What is needed:
Put every line below, from the one containing "(format x=423, y=228)" down to the one containing "x=37, y=153", both included, into a Markdown table with the columns Number and Text. Number each line and leave out blank lines.

Dataset entries:
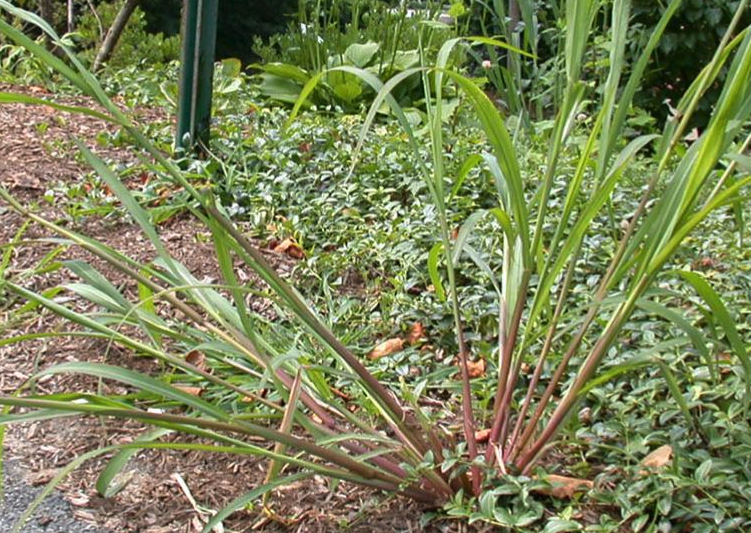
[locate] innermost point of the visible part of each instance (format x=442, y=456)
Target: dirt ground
x=37, y=154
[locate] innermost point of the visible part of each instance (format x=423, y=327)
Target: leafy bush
x=688, y=44
x=392, y=441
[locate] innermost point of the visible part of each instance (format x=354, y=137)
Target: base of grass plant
x=391, y=442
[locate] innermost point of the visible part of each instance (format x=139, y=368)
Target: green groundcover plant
x=394, y=442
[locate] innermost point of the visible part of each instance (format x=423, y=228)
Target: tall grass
x=393, y=444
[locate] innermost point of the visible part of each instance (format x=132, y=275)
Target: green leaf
x=118, y=462
x=243, y=501
x=360, y=55
x=434, y=257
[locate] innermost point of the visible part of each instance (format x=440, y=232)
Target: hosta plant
x=551, y=343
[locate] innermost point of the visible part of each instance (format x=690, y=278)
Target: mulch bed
x=37, y=153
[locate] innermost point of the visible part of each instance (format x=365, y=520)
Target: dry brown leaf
x=291, y=248
x=386, y=348
x=196, y=359
x=565, y=487
x=416, y=333
x=193, y=391
x=482, y=436
x=476, y=369
x=658, y=458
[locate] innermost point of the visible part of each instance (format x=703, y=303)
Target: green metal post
x=196, y=73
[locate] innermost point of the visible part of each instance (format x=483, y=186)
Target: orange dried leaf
x=416, y=332
x=476, y=369
x=482, y=436
x=386, y=348
x=291, y=248
x=565, y=487
x=196, y=359
x=659, y=457
x=193, y=391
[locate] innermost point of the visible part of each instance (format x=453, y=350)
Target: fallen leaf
x=658, y=458
x=416, y=332
x=482, y=436
x=386, y=348
x=196, y=358
x=563, y=487
x=476, y=369
x=291, y=248
x=193, y=391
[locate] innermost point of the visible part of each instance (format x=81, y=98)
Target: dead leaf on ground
x=658, y=458
x=416, y=333
x=196, y=358
x=291, y=248
x=386, y=348
x=563, y=487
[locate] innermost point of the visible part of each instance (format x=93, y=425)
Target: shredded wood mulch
x=165, y=491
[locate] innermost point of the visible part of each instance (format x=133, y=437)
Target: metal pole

Task output:
| Number | Text |
|---|---|
| 1 | [locate] innermost point of the visible part of each instance (format x=423, y=228) |
| 2 | Target: tall grass |
| 3 | x=393, y=444 |
| 4 | [locate] innermost point of the visible part of each instance (format x=132, y=275) |
| 5 | Target: green leaf |
| 6 | x=118, y=462 |
| 7 | x=243, y=501 |
| 8 | x=360, y=55 |
| 9 | x=434, y=257 |
| 10 | [locate] innermost point of the visible part of each instance (format x=440, y=232) |
| 11 | Target: hosta plant |
| 12 | x=551, y=343 |
| 13 | [locate] innermost point of the visible part of each instance (format x=690, y=278) |
| 14 | Target: mulch bed |
| 15 | x=37, y=153 |